_The exercise_
Count how many lines of the material below contain the string "hillside", treating uppercase and lowercase as different, and give only that number.

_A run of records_
start

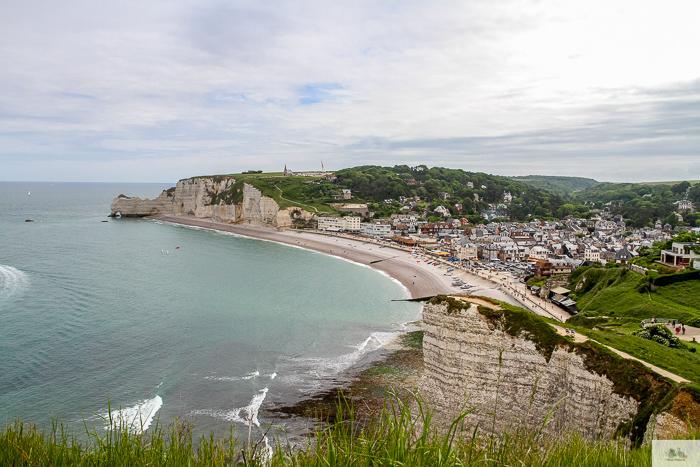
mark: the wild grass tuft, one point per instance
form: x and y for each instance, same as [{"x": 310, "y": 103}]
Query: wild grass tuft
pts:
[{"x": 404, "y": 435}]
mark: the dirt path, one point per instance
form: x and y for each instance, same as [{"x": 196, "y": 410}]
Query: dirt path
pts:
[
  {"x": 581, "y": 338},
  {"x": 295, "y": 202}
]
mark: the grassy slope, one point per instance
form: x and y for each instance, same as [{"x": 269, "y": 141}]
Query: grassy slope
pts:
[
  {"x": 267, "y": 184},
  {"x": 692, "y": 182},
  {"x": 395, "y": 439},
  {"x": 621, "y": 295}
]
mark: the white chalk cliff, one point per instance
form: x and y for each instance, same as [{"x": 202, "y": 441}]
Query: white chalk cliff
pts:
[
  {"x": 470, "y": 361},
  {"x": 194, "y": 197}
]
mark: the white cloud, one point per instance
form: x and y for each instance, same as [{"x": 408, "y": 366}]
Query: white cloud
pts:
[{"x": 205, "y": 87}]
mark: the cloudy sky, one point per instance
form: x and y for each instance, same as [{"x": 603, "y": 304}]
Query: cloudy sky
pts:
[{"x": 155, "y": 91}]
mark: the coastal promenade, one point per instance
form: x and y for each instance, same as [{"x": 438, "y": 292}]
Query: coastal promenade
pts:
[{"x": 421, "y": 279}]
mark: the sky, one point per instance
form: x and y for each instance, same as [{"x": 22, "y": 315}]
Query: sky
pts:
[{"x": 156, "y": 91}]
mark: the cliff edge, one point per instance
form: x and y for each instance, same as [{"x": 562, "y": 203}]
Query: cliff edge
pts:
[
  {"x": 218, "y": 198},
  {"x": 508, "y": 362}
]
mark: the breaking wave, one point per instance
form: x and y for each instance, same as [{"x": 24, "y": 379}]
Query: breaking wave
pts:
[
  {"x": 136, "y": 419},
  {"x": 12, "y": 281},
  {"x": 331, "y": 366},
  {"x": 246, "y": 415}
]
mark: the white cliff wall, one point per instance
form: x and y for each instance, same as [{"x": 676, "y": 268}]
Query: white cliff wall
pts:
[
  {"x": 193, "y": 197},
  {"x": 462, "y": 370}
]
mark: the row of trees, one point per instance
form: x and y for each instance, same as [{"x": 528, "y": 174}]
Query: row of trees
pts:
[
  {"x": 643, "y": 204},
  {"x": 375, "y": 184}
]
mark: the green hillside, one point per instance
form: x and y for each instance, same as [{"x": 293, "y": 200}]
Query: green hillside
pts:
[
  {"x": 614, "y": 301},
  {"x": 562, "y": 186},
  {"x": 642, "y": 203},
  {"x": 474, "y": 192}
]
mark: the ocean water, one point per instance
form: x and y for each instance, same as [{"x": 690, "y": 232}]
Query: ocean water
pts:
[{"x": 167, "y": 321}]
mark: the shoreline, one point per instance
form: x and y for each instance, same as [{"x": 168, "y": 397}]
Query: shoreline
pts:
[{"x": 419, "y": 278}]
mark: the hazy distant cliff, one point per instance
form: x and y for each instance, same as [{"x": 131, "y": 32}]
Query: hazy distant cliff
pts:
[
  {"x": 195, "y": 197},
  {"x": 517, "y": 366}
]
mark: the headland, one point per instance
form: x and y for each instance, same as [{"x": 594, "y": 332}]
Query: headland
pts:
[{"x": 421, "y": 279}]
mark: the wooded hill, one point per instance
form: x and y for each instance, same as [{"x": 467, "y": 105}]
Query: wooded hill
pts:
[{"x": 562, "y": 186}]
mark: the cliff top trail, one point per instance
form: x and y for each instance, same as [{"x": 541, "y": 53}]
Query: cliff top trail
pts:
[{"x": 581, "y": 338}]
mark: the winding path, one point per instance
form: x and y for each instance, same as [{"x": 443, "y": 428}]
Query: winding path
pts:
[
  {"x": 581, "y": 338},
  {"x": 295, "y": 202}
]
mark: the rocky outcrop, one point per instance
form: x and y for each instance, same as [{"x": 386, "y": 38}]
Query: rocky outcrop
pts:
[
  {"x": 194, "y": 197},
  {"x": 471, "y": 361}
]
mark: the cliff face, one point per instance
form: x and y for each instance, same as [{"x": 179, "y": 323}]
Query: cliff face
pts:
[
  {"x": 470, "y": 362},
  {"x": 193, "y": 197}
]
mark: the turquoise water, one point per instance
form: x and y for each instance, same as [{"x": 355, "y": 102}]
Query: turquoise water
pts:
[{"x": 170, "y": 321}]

end
start

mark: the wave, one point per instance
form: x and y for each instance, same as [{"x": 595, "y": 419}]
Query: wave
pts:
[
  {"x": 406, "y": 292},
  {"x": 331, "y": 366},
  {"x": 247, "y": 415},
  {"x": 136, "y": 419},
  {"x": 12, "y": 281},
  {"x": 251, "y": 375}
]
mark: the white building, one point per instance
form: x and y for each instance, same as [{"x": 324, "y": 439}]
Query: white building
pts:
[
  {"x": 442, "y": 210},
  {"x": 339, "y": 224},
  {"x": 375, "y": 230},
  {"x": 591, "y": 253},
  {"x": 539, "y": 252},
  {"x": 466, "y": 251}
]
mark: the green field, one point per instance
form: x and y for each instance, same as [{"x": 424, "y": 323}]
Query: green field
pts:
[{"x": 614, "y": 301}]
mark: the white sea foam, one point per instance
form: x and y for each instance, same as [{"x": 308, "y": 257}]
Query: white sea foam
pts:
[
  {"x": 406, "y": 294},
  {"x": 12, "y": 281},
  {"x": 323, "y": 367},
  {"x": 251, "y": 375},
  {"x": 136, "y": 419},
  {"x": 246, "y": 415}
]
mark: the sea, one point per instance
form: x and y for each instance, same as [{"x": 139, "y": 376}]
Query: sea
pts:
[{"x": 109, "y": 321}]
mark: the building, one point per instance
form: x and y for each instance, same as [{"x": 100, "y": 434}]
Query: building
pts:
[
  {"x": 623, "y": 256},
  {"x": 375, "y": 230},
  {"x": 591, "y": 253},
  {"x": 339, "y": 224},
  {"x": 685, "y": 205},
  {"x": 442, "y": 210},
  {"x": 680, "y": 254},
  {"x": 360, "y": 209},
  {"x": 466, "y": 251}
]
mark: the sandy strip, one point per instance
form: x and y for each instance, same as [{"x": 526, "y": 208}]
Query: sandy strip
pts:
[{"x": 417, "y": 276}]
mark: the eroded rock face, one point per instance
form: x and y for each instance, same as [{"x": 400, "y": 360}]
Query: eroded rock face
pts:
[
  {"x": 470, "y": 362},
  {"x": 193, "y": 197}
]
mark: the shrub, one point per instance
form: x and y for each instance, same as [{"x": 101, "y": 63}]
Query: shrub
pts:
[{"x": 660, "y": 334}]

end

_Result of the exercise_
2